▼
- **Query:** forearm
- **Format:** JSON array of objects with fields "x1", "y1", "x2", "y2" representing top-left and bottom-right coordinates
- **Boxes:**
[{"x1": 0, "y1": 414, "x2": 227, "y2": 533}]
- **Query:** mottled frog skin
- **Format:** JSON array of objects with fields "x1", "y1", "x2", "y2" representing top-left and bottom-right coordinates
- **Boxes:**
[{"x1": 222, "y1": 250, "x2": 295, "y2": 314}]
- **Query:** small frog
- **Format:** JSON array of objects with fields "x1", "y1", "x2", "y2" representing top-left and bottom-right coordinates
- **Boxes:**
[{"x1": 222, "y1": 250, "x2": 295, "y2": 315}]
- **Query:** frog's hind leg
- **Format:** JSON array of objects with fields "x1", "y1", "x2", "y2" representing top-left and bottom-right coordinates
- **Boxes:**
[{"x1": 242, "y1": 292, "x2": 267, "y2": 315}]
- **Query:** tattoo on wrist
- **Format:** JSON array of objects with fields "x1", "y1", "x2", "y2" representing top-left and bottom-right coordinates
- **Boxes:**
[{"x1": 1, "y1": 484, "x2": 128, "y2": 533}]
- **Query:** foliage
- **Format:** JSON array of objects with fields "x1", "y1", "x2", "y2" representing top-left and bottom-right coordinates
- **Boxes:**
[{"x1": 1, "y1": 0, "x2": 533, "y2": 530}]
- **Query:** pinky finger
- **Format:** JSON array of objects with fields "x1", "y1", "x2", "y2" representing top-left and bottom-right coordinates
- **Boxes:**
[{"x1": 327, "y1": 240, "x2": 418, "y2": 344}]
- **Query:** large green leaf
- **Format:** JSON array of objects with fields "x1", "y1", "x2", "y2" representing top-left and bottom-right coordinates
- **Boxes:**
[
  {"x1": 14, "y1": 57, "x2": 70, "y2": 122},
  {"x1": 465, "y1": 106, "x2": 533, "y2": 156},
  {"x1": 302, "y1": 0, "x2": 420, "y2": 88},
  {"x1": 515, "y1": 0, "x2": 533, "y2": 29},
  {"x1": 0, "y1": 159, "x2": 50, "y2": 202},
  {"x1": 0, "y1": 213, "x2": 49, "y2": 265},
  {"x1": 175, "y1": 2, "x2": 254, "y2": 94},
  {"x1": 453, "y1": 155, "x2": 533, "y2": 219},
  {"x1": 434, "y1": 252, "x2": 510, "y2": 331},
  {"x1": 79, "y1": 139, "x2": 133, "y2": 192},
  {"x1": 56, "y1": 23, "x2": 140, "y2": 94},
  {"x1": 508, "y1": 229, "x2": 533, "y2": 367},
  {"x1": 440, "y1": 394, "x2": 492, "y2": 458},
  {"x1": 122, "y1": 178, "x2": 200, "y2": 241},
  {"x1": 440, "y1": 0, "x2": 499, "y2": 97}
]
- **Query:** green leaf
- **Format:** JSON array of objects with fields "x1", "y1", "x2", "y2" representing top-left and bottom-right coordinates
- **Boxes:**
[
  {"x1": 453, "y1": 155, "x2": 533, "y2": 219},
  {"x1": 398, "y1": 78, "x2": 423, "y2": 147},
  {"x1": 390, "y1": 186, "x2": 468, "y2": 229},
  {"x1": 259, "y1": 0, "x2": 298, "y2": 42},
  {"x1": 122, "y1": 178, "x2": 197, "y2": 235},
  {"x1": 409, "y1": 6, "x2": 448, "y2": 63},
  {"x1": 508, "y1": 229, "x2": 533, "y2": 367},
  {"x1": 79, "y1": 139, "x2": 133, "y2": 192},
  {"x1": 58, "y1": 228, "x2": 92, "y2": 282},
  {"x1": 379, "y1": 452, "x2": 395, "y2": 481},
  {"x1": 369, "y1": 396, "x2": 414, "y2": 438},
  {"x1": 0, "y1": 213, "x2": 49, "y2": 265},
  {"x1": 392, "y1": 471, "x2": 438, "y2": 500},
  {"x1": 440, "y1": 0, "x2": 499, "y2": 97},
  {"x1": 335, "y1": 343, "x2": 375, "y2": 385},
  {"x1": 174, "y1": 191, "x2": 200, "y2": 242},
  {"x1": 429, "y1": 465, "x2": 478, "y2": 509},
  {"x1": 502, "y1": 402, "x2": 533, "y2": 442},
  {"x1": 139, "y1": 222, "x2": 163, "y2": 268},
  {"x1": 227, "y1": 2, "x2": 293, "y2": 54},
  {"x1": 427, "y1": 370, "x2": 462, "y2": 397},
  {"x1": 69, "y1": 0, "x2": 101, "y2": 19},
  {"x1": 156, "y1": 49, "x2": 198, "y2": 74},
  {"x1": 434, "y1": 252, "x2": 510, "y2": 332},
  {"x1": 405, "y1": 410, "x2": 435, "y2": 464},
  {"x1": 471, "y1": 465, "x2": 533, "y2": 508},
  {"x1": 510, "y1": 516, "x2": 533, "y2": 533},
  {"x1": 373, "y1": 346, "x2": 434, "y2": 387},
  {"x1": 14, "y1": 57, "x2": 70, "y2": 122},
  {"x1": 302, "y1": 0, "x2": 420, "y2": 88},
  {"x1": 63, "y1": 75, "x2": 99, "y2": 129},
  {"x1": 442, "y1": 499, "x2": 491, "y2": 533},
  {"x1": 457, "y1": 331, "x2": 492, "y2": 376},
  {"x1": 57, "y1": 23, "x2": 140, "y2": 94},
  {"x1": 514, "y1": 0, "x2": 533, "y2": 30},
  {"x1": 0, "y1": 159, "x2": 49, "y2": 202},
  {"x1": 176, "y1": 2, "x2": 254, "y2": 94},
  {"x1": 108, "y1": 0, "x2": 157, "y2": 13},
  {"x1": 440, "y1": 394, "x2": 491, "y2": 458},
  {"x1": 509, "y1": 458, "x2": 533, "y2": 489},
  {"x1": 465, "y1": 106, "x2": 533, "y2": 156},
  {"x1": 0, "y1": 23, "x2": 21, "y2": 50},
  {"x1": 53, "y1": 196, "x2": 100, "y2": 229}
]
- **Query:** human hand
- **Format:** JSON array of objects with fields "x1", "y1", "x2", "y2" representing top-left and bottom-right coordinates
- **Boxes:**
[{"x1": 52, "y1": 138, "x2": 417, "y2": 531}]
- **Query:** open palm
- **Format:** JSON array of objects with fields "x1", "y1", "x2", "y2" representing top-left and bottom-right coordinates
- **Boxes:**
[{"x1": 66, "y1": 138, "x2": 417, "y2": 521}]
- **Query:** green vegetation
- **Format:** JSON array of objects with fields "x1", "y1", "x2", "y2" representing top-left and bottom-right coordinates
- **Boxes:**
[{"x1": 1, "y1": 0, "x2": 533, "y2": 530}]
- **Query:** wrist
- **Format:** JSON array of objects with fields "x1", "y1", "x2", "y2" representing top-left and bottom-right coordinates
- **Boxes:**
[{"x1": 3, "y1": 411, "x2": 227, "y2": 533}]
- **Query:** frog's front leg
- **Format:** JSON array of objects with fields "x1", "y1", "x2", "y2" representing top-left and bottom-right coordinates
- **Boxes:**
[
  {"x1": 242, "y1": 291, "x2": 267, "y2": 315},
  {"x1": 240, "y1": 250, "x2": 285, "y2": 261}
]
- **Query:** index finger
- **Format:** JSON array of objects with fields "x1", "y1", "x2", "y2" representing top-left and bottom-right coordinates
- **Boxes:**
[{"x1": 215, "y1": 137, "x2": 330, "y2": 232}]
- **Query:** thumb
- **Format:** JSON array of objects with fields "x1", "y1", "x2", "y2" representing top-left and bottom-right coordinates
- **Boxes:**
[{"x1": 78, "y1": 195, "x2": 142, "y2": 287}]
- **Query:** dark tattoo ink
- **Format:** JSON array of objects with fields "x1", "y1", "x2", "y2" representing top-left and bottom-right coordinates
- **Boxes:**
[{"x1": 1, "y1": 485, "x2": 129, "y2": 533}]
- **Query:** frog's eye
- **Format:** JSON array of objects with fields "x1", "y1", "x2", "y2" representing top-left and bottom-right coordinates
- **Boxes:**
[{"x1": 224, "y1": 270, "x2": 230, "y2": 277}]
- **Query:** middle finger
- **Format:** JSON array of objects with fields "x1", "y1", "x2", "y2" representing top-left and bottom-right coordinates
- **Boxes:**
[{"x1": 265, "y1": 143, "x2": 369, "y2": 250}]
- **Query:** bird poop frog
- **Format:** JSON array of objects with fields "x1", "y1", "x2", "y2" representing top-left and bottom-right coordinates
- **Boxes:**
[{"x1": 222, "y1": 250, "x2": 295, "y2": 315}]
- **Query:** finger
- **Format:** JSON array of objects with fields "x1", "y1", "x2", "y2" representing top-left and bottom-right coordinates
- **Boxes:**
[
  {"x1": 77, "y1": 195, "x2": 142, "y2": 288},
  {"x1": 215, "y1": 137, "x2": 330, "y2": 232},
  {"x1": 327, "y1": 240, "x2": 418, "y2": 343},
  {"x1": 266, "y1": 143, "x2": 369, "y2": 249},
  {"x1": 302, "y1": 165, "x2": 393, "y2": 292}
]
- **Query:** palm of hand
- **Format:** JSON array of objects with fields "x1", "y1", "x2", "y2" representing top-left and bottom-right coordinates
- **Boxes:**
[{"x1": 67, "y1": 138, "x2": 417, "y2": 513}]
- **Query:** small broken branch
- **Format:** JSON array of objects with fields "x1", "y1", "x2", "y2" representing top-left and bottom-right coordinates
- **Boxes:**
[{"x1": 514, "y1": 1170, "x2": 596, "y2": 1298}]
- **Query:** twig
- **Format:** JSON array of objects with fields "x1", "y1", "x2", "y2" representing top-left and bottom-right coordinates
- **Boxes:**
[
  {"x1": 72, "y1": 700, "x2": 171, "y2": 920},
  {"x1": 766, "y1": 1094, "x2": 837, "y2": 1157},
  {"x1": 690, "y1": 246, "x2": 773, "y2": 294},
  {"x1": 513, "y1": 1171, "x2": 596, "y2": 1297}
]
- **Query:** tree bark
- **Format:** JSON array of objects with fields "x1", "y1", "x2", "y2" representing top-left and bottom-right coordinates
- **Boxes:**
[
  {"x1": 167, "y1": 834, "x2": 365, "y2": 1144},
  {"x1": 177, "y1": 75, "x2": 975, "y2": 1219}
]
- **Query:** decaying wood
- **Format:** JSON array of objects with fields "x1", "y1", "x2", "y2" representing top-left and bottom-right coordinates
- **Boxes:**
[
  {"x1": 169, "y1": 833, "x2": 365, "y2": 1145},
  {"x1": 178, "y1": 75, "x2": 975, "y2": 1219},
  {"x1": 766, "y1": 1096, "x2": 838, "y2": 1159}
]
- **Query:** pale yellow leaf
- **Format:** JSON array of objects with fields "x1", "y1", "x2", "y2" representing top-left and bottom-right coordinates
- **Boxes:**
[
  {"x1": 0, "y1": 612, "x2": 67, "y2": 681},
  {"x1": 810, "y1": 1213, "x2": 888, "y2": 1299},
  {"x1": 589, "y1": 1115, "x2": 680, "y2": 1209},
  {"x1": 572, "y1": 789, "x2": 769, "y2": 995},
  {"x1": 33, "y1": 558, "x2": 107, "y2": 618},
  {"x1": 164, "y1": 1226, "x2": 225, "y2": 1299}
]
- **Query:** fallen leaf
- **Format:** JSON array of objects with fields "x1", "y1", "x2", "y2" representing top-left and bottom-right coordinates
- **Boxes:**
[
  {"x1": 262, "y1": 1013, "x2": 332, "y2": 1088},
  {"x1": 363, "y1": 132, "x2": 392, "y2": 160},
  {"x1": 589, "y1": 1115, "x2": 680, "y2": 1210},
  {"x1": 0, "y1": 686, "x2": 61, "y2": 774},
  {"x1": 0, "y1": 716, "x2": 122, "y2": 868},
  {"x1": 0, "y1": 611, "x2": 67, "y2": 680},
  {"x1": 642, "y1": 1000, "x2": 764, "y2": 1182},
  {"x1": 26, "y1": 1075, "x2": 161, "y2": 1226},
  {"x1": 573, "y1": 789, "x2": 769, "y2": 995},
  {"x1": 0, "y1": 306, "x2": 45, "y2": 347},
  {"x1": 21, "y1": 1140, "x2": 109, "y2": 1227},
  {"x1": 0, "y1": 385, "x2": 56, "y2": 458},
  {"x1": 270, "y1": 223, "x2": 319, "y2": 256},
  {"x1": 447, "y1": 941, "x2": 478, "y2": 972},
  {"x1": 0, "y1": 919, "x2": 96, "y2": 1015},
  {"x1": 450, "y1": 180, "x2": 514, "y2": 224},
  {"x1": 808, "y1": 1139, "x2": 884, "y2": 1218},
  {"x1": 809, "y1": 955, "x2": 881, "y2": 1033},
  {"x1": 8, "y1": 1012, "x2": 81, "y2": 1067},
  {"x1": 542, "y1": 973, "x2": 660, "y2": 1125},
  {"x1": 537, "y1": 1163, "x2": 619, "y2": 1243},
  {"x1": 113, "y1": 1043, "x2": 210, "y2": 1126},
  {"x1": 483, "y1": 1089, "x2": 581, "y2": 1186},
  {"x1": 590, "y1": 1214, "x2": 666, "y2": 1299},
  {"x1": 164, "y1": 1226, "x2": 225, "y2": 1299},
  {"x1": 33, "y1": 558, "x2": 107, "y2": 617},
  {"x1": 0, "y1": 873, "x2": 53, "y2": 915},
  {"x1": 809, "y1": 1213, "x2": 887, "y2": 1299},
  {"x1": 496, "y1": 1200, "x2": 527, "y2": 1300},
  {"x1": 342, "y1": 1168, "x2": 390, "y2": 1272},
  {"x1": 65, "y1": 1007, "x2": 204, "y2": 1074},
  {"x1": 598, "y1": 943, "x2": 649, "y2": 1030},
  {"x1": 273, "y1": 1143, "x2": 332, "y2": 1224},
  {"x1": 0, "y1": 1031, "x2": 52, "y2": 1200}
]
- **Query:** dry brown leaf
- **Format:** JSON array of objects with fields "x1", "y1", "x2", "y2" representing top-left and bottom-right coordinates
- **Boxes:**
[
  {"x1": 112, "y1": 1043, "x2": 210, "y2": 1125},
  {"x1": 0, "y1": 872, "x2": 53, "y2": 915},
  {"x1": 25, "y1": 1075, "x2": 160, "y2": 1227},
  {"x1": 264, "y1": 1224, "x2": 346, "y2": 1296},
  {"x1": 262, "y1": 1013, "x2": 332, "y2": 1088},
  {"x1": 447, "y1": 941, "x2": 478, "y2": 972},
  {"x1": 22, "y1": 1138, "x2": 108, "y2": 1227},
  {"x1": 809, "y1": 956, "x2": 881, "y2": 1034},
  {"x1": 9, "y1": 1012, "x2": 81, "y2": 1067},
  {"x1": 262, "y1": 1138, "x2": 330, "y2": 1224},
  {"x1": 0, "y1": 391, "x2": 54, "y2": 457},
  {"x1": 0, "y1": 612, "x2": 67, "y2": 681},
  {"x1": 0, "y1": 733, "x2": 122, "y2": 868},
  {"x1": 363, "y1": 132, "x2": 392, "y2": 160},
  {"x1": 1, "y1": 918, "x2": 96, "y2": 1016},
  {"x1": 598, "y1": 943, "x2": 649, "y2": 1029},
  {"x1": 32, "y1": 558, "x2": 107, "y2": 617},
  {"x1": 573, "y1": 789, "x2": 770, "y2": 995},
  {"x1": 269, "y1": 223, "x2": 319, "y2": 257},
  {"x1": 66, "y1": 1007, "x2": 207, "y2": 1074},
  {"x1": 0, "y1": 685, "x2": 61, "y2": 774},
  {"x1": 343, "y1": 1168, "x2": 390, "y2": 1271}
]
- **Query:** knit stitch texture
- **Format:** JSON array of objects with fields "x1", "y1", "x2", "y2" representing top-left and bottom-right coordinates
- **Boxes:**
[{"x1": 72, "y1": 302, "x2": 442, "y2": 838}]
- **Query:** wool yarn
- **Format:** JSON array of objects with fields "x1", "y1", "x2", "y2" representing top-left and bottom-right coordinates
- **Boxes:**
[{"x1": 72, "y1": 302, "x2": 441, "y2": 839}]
▲
#### [EXERCISE]
Each line of the material above either contains the word "leaf" or does not; state how many do, and nothing else.

#### [RESULT BELOW]
5